“Freundliche Gleichgültigkeit”
Wie schaffen wir eine europäische Öffentlichkeit? Und was interessiert Otto Normalverbraucher eigentlich an der EU? Das war eines der ersten Themen beim EuropaForum der Zeit-Stiftung in Hamburg.
Aufs Podium geladen waren nur Männer, und die auch nur von etablierten Medien. Blogger, YouTuber und andere Social-Media-Menschen hatten keine Chance, wie der Berliner EU-Blogger J. Worth kritisierte.
“Aber wir nutzen doch auch soziale Medien”, gaben die Vertreter von NDR, Politico und Hamburger Abendblatt zurück. Doch offenbar lesen sie sie nicht. Dann wüßten si nämliche, wie kritische die neue Öffentlichkeit der EU gegenübersteht.
★ ★ ★
Aufgaben im Überblick:
1 – Übertrage aus dem Text über das EuropaForum den Satz „Aufs Podium geladen waren nur Männer, und die auch nur von etablierten Medien.“ ins Englische.
2 – Setze den Text über das EuropaForum nach seinem letzten Satz um einige Sätze fort.

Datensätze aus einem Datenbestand
★ ★ ★
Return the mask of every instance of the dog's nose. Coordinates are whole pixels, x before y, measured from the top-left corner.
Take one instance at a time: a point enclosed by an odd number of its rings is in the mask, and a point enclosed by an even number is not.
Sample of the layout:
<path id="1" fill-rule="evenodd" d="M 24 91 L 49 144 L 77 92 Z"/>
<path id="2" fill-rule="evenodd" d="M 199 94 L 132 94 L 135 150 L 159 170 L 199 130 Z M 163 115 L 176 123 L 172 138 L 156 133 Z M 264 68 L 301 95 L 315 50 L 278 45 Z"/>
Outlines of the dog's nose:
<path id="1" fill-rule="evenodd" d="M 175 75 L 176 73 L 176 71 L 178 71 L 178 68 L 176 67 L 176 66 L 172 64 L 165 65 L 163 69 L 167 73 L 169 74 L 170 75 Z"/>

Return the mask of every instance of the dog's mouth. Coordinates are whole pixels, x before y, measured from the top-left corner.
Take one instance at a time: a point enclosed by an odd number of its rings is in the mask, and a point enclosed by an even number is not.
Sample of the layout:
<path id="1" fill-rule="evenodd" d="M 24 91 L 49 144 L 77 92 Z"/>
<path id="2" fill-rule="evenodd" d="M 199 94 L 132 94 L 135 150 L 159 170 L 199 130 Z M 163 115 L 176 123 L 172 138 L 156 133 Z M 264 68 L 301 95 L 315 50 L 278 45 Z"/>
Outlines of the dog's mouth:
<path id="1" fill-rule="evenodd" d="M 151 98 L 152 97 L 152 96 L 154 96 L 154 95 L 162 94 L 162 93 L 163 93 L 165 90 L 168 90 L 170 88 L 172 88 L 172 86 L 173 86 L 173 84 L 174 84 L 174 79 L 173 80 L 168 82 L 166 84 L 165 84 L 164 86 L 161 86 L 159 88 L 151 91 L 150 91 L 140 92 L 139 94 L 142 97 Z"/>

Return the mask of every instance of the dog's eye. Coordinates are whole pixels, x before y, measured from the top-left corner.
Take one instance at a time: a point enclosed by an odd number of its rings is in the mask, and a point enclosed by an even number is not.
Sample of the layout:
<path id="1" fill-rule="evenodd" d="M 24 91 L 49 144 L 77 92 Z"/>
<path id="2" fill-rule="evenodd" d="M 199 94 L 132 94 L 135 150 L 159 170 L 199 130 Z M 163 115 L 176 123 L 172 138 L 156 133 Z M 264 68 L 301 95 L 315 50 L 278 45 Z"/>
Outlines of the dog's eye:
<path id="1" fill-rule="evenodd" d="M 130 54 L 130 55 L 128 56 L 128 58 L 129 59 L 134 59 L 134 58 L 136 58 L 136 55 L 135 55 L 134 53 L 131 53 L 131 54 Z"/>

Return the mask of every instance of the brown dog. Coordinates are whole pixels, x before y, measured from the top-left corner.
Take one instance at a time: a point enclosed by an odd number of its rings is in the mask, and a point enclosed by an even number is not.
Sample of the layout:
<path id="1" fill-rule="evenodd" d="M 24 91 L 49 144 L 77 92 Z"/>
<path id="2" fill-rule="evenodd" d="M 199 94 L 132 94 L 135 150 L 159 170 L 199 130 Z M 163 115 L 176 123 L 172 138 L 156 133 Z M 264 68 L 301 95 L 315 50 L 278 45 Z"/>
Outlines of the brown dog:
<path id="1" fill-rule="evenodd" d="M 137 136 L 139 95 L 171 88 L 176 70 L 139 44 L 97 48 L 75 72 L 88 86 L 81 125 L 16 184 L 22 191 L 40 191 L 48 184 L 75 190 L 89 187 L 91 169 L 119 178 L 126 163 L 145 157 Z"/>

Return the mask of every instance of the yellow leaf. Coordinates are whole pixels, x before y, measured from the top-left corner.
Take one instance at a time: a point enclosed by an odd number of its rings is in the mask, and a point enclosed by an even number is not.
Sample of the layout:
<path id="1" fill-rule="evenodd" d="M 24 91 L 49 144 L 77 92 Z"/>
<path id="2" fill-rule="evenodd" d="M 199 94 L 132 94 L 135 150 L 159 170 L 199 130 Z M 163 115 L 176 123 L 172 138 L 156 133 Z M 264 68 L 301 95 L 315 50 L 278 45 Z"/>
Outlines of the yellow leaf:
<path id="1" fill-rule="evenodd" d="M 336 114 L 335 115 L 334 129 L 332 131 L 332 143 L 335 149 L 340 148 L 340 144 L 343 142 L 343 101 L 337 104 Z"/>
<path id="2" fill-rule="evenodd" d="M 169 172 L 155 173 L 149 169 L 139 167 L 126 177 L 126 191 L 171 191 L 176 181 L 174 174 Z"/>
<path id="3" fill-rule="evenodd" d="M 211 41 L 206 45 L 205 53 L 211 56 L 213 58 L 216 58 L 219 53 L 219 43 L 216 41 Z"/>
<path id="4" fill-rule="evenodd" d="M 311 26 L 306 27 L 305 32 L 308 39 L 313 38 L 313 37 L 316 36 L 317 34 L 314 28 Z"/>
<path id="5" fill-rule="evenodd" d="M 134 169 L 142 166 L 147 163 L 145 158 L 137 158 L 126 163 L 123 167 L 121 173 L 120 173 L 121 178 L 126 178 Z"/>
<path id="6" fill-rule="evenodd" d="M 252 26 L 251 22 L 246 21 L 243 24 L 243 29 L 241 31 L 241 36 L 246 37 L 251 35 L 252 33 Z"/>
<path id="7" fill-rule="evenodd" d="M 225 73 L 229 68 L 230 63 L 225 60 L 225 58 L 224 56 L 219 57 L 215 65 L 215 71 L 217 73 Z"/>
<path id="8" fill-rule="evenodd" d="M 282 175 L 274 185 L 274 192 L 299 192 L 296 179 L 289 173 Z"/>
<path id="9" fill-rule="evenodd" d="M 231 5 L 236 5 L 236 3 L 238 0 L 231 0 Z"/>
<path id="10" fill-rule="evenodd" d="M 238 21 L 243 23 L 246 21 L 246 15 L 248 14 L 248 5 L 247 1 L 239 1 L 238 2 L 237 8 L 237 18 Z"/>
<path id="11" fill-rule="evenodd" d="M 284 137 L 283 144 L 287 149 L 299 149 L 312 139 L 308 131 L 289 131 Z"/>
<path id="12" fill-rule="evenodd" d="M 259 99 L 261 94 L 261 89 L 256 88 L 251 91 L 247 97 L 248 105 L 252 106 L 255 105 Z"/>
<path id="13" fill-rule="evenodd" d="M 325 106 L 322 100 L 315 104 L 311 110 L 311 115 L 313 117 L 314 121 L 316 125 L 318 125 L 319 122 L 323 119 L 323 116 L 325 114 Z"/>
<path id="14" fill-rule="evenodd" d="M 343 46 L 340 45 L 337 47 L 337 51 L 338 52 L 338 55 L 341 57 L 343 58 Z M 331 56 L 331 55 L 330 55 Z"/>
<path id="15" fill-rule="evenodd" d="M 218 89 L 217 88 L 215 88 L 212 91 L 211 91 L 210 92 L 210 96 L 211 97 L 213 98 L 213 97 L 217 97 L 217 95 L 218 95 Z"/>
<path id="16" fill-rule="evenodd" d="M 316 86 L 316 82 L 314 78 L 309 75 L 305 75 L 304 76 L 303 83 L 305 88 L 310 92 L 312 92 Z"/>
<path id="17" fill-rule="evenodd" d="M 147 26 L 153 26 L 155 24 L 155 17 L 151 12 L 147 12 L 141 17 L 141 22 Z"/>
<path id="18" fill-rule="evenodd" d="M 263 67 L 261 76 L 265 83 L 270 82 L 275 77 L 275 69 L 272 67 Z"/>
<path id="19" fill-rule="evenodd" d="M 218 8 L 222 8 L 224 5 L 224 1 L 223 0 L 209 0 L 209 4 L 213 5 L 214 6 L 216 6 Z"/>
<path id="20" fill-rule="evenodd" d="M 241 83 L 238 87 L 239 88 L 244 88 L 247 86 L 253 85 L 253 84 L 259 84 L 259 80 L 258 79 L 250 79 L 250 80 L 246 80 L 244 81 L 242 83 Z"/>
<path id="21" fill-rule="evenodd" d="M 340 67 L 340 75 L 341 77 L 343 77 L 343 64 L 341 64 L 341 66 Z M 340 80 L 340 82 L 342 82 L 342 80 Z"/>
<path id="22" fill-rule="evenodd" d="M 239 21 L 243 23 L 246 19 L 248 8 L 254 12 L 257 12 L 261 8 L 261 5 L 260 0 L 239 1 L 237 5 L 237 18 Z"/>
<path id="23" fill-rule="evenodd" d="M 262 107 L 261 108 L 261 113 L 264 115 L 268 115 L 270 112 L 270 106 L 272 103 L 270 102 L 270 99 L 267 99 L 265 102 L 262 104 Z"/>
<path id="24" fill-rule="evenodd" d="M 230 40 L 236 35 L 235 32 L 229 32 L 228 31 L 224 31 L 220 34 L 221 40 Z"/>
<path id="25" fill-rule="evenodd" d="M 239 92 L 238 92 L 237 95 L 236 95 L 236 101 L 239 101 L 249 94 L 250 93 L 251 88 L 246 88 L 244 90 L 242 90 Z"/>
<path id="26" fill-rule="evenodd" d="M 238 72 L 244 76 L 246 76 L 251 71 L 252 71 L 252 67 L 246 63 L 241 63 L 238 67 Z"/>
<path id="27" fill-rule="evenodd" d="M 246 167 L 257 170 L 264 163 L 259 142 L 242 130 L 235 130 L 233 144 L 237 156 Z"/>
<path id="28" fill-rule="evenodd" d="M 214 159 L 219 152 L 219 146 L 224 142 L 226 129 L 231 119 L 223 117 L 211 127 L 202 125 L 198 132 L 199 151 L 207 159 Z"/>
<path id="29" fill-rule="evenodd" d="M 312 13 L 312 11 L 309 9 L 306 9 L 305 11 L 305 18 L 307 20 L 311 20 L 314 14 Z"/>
★ ★ ★
Antworten je Aufgabe:
1 – Only men had been invited onto the podium, and they too came only from established media.

2 –
Immerhin gab es ein paar ehrliche Eingeständnisse. Die Hamburger stünden der EU mit “freundlicher Gleichgültigkeit” gegenüber, sagte der Kollege vom Abendblatt. Sankt Pauli oder Buxtehude wären ihnen einfach wichtiger.
Wenn überhaupt, dann horche der Hamburger nur auf, wenn es um die EU-Position zur Elbvertiefung oder zur Pleite der HSH Nordbank geht. Da allerdings hat Brüssel viel mitzureden.
Und was ist nun mit der europäischen Öffentlichkeit? Nicht unser Ding, sagten die Medienprofis. “Mein Job ist es nicht, eine europäische Öffentlichkeit herzustellen – ich will EU-Mächtigen auf Finger schauen”, sagte K. Küstner vom NDR.
Die europäische Öffentlichkeit wäre für ihn nur ein “willkommener Kollateral-Nutzen”. Das ist mal eine ehrliche Ansage. Schade nur, dass sich dieser Nutzen immer weniger einstellen will.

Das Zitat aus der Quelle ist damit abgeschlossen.